:: Do this ::
Rescale the listing below: reproduce every line, requests included, multiplying each polygon vertex coordinate in the answers by 1.1 and rounding to whole numbers, with halves rounded up. Leave the pictures out of your reproduction.

:: Supplied records ::
===============

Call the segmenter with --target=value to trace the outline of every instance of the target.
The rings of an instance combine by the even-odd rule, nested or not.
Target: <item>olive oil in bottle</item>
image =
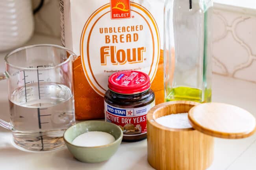
[[[204,103],[211,102],[211,90],[205,90],[204,94],[202,94],[202,90],[197,88],[187,87],[179,87],[173,88],[165,98],[165,101],[189,101]]]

===============

:: Solution for this exercise ::
Call the segmenter with --target=value to trace the outline of every instance of the target.
The rings of an instance combine by the even-odd rule, nested or not.
Target: <item>olive oil in bottle</item>
image =
[[[224,113],[232,112],[232,99],[226,99],[224,103],[222,103],[222,99],[217,97],[206,96],[197,96],[190,97],[182,108],[182,111],[208,111]]]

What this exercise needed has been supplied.